EXERCISE INPUT:
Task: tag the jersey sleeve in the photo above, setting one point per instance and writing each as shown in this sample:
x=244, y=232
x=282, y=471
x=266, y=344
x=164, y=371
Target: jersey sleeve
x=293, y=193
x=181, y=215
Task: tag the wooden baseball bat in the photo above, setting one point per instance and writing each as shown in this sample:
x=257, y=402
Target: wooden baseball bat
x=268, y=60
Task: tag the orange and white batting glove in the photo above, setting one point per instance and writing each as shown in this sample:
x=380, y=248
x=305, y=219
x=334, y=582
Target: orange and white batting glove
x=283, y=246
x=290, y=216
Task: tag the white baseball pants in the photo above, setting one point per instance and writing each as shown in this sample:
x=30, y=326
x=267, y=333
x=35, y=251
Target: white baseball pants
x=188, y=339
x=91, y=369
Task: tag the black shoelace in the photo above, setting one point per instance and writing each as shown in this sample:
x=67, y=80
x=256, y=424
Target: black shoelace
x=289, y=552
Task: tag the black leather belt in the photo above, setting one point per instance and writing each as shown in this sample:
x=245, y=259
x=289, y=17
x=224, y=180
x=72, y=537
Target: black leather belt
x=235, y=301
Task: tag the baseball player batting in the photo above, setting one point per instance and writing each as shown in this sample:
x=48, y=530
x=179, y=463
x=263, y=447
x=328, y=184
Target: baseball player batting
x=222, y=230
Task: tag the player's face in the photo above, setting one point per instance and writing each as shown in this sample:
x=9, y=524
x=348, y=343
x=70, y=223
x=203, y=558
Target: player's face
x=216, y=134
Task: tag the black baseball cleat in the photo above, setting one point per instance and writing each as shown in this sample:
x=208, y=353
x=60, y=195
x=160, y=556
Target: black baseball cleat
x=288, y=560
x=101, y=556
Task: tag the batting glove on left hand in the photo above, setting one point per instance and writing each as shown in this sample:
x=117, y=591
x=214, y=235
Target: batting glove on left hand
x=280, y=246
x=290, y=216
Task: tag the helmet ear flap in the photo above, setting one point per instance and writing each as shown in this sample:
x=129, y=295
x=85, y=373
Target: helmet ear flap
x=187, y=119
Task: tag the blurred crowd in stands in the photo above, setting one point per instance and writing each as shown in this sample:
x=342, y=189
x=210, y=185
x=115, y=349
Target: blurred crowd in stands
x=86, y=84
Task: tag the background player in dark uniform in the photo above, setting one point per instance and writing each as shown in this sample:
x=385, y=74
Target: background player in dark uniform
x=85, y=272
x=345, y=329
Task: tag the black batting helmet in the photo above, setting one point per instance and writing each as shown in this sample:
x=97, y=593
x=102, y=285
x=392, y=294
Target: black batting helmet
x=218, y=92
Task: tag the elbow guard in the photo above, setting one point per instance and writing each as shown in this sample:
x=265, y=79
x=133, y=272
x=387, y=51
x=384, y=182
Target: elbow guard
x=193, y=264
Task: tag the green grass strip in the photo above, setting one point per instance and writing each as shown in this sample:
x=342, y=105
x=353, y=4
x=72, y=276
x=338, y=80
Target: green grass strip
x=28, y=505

INSTRUCTIONS TO FOLLOW: Write out the records above again, keeping each one identical to the original.

EXERCISE OUTPUT:
Task: tag the jersey sleeve in the photo above, setting one point per instance and writing each as shown in this sample:
x=244, y=232
x=282, y=471
x=266, y=344
x=164, y=371
Target: jersey sleeve
x=293, y=193
x=181, y=215
Task: tag the wooden baseball bat in the photo above, setting one point per instance and writing each as shown in this sample:
x=257, y=402
Target: wooden baseball bat
x=268, y=60
Task: tag the orange and white batting glove in the photo above, setting one point per instance and writing each as shown in this sample:
x=380, y=248
x=305, y=219
x=334, y=582
Target: orange and white batting glove
x=283, y=246
x=290, y=216
Task: tag the white baseball pants in the photo above, setting one point per instance and writing each as shown in this sample:
x=30, y=326
x=267, y=333
x=35, y=251
Target: white baseball pants
x=188, y=339
x=91, y=369
Task: tag the black shoelace in the photo above, setting one point per instance and writing each as shown in this sample:
x=67, y=80
x=256, y=424
Target: black shoelace
x=289, y=552
Task: tag the black leather belt in the photo above, setting one point per instance and writing each as shown in this sample:
x=245, y=259
x=289, y=17
x=224, y=180
x=72, y=537
Target: black leather belt
x=235, y=301
Task: tag the baseball player batting in the photo above, setting one point per instance and writing each as shown in this sample:
x=48, y=530
x=179, y=463
x=263, y=447
x=328, y=184
Target: baseball player batting
x=222, y=230
Task: tag the player's face in the photo above, setting one point per instance and writing each as shown in this sample:
x=9, y=524
x=348, y=343
x=70, y=223
x=203, y=558
Target: player's face
x=216, y=134
Task: tag the black baseball cleat in the photo above, setting one point per instance and writing each as shown in this sample:
x=208, y=353
x=60, y=195
x=160, y=556
Target: black baseball cleat
x=288, y=560
x=101, y=556
Task: tag the batting glove on left hand in the photo above, setting one point per instance and writing each as shown in this sample:
x=117, y=591
x=214, y=235
Target: batting glove on left hand
x=280, y=246
x=290, y=216
Task: tag the helmet ear flap in the photo above, setting one point per instance and writing each as shown in this sample:
x=129, y=295
x=85, y=373
Target: helmet ear flap
x=187, y=119
Task: tag the blurred crowd in stands in the photo above, setting one point per instance and writing each as shown in this sample:
x=342, y=189
x=210, y=185
x=115, y=349
Target: blurred crowd in stands
x=86, y=84
Task: tag the background player in dark uniform in the photo above, setting one point per instance and writing each as shown in this sample:
x=385, y=74
Target: background player in dark uniform
x=85, y=272
x=345, y=329
Task: tag the black batting helmet in the photo above, setting one point per instance and writing each as shown in this sample:
x=97, y=593
x=102, y=285
x=392, y=294
Target: black batting helmet
x=218, y=92
Task: tag the elbow guard in the photo above, setting one point per instance and writing each as shown in this sample:
x=265, y=79
x=133, y=272
x=387, y=51
x=384, y=182
Target: elbow guard
x=193, y=264
Task: tag the green grass strip in the photo above, setting one point per instance and writing each as shown in this sample:
x=342, y=105
x=353, y=4
x=72, y=276
x=338, y=80
Target: green grass strip
x=28, y=505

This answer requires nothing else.